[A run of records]
..............................

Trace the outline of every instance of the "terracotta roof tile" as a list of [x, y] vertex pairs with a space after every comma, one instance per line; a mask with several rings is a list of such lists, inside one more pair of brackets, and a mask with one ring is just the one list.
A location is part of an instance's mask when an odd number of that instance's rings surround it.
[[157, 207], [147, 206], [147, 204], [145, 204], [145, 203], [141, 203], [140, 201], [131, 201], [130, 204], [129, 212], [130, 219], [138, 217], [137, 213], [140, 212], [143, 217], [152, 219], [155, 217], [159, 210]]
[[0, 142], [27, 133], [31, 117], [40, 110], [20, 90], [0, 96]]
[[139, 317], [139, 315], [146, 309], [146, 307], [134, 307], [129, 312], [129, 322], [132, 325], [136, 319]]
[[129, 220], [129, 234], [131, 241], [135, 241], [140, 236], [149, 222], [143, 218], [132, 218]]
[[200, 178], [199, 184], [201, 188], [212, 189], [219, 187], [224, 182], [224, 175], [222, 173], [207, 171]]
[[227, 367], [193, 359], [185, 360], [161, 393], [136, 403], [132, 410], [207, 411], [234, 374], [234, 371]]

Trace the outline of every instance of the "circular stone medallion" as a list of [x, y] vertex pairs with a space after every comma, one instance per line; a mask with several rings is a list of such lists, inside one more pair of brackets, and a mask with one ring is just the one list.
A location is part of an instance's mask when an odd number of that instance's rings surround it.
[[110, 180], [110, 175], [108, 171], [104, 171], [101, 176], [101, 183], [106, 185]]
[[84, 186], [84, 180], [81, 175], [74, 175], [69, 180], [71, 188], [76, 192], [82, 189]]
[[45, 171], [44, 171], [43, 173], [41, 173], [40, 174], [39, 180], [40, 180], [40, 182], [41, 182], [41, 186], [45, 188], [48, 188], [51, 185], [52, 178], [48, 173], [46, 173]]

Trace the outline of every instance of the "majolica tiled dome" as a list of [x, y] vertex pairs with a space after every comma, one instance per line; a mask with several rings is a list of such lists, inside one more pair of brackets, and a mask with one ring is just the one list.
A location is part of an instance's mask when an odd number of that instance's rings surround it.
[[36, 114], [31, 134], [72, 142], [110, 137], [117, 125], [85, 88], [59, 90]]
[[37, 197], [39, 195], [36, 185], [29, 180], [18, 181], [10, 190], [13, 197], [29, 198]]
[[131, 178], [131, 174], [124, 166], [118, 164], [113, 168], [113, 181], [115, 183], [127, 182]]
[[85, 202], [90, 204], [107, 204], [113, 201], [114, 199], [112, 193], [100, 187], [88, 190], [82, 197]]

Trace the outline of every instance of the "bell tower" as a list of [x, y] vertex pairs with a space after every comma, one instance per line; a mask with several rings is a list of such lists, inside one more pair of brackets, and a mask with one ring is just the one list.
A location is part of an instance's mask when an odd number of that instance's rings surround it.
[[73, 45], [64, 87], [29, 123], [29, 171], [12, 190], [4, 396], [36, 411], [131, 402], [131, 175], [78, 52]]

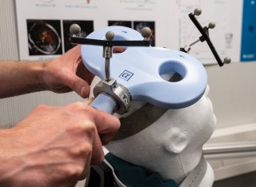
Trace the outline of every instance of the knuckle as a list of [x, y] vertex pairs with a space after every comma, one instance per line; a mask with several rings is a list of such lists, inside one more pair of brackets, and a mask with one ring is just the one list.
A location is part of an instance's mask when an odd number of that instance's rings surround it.
[[72, 166], [70, 166], [67, 168], [66, 174], [69, 176], [69, 177], [79, 177], [84, 170], [83, 166], [80, 165], [74, 165]]
[[49, 109], [49, 108], [50, 108], [49, 105], [38, 105], [38, 106], [35, 108], [35, 109], [36, 109], [36, 110], [42, 110], [42, 109]]

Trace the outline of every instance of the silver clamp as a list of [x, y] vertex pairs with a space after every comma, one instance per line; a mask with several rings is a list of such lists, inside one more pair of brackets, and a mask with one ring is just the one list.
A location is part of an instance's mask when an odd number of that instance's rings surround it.
[[116, 101], [116, 107], [114, 111], [118, 114], [123, 114], [128, 112], [130, 106], [131, 96], [128, 90], [117, 81], [110, 78], [109, 81], [99, 82], [94, 89], [94, 97], [99, 94], [108, 94]]

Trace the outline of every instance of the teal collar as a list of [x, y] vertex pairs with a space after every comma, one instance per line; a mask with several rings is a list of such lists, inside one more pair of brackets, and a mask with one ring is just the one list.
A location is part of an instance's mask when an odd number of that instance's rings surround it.
[[131, 187], [178, 187], [174, 180], [163, 181], [158, 173], [149, 173], [145, 168], [125, 161], [111, 153], [105, 159], [114, 169], [118, 179], [126, 186]]

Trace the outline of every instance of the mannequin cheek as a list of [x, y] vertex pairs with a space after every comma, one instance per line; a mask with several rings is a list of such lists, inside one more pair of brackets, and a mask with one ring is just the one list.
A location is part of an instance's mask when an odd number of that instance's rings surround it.
[[162, 141], [164, 149], [174, 154], [182, 153], [188, 144], [187, 134], [178, 128], [172, 128], [168, 131]]

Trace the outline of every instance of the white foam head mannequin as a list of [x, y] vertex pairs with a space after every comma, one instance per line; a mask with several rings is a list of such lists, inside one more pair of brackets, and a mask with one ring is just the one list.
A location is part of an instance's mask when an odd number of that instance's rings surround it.
[[[98, 81], [94, 78], [91, 89]], [[124, 161], [158, 172], [164, 181], [173, 179], [181, 183], [200, 161], [202, 146], [215, 128], [216, 118], [208, 93], [209, 86], [194, 105], [168, 109], [152, 125], [134, 135], [111, 141], [106, 149]], [[134, 101], [126, 115], [143, 105]], [[213, 170], [208, 164], [199, 186], [211, 186], [213, 181]]]

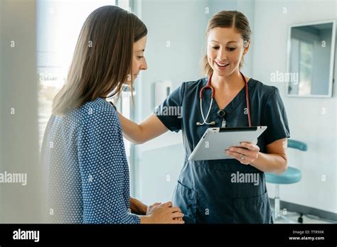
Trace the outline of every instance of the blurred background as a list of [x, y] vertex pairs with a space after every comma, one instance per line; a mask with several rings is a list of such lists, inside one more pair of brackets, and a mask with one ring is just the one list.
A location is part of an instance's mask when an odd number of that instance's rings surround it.
[[[149, 68], [136, 80], [135, 104], [129, 92], [117, 102], [137, 122], [183, 82], [203, 77], [210, 17], [242, 12], [252, 31], [242, 72], [279, 88], [298, 141], [288, 149], [297, 179], [267, 184], [272, 204], [279, 197], [280, 214], [291, 220], [279, 221], [337, 221], [336, 0], [0, 0], [0, 173], [27, 175], [26, 185], [0, 182], [0, 223], [43, 221], [39, 156], [51, 101], [84, 21], [105, 5], [134, 13], [149, 30]], [[181, 133], [125, 143], [132, 195], [146, 204], [171, 200], [184, 160]]]

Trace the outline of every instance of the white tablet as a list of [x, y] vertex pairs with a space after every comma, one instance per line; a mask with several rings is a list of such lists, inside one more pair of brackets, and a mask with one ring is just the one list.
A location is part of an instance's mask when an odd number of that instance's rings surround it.
[[267, 126], [237, 128], [208, 128], [188, 157], [190, 160], [209, 160], [232, 158], [225, 150], [241, 147], [240, 143], [257, 143], [257, 138]]

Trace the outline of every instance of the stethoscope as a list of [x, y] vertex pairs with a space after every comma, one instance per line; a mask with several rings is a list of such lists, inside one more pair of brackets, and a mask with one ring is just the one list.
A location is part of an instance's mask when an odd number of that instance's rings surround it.
[[[249, 93], [248, 93], [248, 83], [247, 83], [246, 78], [245, 78], [245, 76], [240, 72], [241, 74], [241, 76], [243, 78], [243, 80], [245, 81], [245, 89], [246, 91], [246, 104], [247, 104], [247, 115], [248, 115], [248, 124], [249, 126], [250, 127], [252, 126], [252, 123], [250, 121], [250, 97], [249, 97]], [[215, 122], [214, 121], [211, 121], [210, 123], [207, 122], [207, 119], [208, 118], [208, 115], [210, 114], [210, 109], [212, 108], [212, 103], [214, 99], [214, 94], [215, 94], [215, 91], [213, 87], [211, 85], [211, 79], [212, 79], [212, 74], [209, 76], [208, 81], [207, 82], [207, 84], [203, 87], [200, 90], [200, 110], [201, 111], [201, 116], [203, 117], [203, 123], [200, 122], [197, 122], [196, 125], [198, 126], [201, 126], [204, 124], [207, 125], [215, 125]], [[204, 117], [203, 116], [203, 93], [205, 89], [210, 89], [212, 91], [212, 95], [211, 95], [211, 99], [210, 99], [210, 108], [208, 109], [208, 111], [206, 115], [206, 118]], [[226, 121], [225, 119], [225, 116], [226, 113], [225, 112], [224, 110], [219, 110], [217, 113], [217, 115], [223, 118], [223, 124], [221, 125], [222, 128], [225, 128], [226, 126]]]

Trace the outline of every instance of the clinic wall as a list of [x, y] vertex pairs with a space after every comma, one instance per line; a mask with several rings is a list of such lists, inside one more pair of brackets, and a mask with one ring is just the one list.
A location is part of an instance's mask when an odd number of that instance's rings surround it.
[[[3, 97], [3, 89], [2, 89], [2, 84], [3, 84], [3, 78], [2, 78], [2, 44], [4, 43], [4, 40], [2, 39], [2, 2], [0, 1], [0, 170], [3, 170], [3, 161], [2, 161], [2, 102], [1, 99]], [[1, 187], [0, 186], [0, 222], [2, 222], [2, 214], [1, 212]]]
[[[38, 155], [36, 2], [1, 1], [1, 172], [26, 173], [27, 185], [1, 183], [1, 223], [41, 221]], [[11, 41], [15, 47], [11, 47]], [[13, 44], [13, 43], [11, 43]], [[15, 111], [14, 114], [11, 110]]]
[[[336, 19], [336, 9], [333, 0], [257, 1], [252, 74], [255, 79], [279, 89], [291, 138], [308, 144], [307, 152], [288, 150], [288, 164], [301, 170], [302, 179], [296, 184], [282, 185], [281, 199], [332, 213], [337, 213], [336, 83], [332, 98], [288, 97], [284, 83], [272, 82], [270, 77], [277, 71], [286, 72], [289, 26]], [[335, 81], [336, 59], [335, 53]], [[274, 186], [268, 184], [267, 189], [273, 197]]]

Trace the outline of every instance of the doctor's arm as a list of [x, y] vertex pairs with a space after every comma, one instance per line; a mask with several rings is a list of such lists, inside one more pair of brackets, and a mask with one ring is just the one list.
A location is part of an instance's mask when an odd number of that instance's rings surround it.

..............................

▸ **AIM**: How many of the lines above contain the string "bell"? Match case exactly and give only the number.

▸ **OUTPUT OF THE TASK**: 1